The input
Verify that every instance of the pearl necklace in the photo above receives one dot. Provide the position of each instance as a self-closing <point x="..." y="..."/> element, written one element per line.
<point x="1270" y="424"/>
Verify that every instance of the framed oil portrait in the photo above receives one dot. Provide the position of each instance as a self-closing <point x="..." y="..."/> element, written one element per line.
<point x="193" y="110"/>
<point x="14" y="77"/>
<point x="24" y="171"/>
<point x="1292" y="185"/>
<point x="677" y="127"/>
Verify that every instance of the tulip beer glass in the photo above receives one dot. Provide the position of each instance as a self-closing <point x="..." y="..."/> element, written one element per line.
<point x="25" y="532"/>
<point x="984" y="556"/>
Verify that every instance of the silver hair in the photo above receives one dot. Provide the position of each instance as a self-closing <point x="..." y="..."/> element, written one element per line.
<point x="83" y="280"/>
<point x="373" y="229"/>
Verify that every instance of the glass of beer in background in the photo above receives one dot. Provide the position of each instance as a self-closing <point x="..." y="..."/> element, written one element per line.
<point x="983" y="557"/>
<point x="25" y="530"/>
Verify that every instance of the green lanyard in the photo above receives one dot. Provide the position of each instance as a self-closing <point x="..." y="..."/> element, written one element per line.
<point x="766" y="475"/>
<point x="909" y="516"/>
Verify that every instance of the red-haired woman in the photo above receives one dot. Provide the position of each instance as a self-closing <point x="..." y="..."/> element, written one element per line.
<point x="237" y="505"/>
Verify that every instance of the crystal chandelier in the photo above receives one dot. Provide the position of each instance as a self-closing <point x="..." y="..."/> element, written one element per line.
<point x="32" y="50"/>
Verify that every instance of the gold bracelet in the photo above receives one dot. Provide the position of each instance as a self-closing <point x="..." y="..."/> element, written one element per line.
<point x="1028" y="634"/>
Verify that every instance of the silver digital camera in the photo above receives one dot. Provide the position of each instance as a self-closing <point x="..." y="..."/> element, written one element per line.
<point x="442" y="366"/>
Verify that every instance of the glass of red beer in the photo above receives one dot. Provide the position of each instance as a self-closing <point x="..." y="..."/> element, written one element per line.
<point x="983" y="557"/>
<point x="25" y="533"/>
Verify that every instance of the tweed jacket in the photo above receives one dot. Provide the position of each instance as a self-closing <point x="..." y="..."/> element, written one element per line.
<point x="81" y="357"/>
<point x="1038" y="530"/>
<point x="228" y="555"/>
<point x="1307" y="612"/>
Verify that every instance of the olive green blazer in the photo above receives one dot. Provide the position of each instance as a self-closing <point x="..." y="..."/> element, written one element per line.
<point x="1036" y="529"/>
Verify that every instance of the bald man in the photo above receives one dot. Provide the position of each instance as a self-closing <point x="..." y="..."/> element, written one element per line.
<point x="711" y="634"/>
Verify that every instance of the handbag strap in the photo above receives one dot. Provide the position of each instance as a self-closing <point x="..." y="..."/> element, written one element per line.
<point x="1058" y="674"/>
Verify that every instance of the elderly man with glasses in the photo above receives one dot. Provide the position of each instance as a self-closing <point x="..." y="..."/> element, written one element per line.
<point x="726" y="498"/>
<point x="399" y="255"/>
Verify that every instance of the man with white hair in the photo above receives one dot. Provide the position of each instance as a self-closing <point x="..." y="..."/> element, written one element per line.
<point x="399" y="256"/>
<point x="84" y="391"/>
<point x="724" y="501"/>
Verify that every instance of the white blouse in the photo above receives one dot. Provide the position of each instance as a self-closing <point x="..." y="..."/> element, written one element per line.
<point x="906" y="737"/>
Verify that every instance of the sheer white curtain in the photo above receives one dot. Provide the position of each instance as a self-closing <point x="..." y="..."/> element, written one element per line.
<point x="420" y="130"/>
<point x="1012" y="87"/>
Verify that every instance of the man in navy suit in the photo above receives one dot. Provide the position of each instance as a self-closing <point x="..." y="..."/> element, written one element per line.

Work instructions
Can you rewrite the listing above with every "receives one dot" switched to "is marked once" and everything else left unchanged?

Task response
Verify that every instance of the pearl necklace in the photo above is marked once. Provide the position of each instance as a self-closing <point x="..." y="..."/> element, written one element per line.
<point x="1270" y="424"/>
Verify that every instance of the framed oil portrait in the photo above is marked once. Provide the position of each instance as a self-closing <point x="..." y="..."/> element, written one element per line.
<point x="193" y="110"/>
<point x="14" y="77"/>
<point x="24" y="171"/>
<point x="1292" y="185"/>
<point x="677" y="127"/>
Verify that every instance of the tulip beer glass in the photo above is marked once. Provide the position of each instance as a self-closing <point x="..." y="..."/> element, written one element per line.
<point x="25" y="532"/>
<point x="984" y="556"/>
Verify that every instance of the silver hair in the photo above is marked once. Provide the position of each instance as a self-closing <point x="..." y="..."/> element, written one element per line.
<point x="83" y="280"/>
<point x="373" y="229"/>
Verify that every instance of the glass of beer in background in the photo above is marked once. Provide the position of each instance as a self-closing <point x="..." y="..."/> element, written one element per line.
<point x="983" y="557"/>
<point x="25" y="530"/>
Verify that every instance of the green lanyard in the photo above is marked once. Provide the position of each instance as a self-closing <point x="..." y="..."/> element, written one element per line.
<point x="766" y="475"/>
<point x="909" y="516"/>
Verify that every instance of the red-haired woman in the photo above is marked once. Provide the position of each instance as a self-closing <point x="..." y="..."/> element, written one element per line.
<point x="237" y="505"/>
Verify that every instance of the crystal chandelier in the photo above is marked once. Provide the position of each instance as a self-closing <point x="..." y="..."/> element, written one element per line.
<point x="32" y="50"/>
Verify that every instance of the gold bracelet in the photo above is marked once. Provide the position of each instance as a self-closing <point x="..." y="..."/> element, written one element per line.
<point x="1028" y="634"/>
Verify that every instance of the silver digital camera in the photo above is marked once. Provide the position of each instance as a self-closing <point x="..." y="..."/> element, written one element per line.
<point x="442" y="366"/>
Verify that every instance of the glass of red beer in the photo above is marked once. Provide the position of each instance as a self-closing <point x="..." y="..."/> element, written one element per line.
<point x="983" y="557"/>
<point x="25" y="533"/>
Verify that every instance of the tweed jacket in the photo above is marked once. Provide the position of each instance as a self-closing <point x="..." y="..."/> element, written one element per line.
<point x="81" y="357"/>
<point x="1038" y="530"/>
<point x="228" y="555"/>
<point x="1307" y="612"/>
Verify that every instance of the olive green blazer in the photo above is marked once. Provide the position of each instance as a self-closing <point x="..." y="..."/> element, written one element per line.
<point x="1036" y="529"/>
Verify that every instance of the bald man in the photo above is marked once. Provide the position of each instance as a self-closing <point x="..." y="..."/> element, written one element per line.
<point x="711" y="634"/>
Verify that every instance of the handbag strap in the photo above is marked once. Provide the position of each instance as a self-closing <point x="..." y="..."/> element, written one element per line.
<point x="1058" y="674"/>
Verify that every instance of the elderly man with glasses in the photo above is marked once. Provide the position of each instance as a self-closing <point x="..." y="..."/> element, written one element per line.
<point x="726" y="498"/>
<point x="399" y="255"/>
Verify that every instance of the man with white hair in the photo above is marked once. Provide the position of each instance as a self-closing <point x="..." y="..."/> element, written one element per line.
<point x="399" y="256"/>
<point x="84" y="391"/>
<point x="724" y="501"/>
Verify that every instance of the white blouse in the photo above is marked once. Provide the position of each instance as a self-closing <point x="..." y="..."/> element, written one element per line.
<point x="906" y="737"/>
Verify that every instance of the sheer white curtain in the photo above is marked once. Provide the position of each instance as a self-closing <point x="..." y="..."/> element, written one element per line.
<point x="420" y="130"/>
<point x="1012" y="87"/>
Verify that every instance of the man in navy suit in the photo above is marked once. Provide the position of each instance as a self-closing <point x="..." y="..."/> element, written one element per line.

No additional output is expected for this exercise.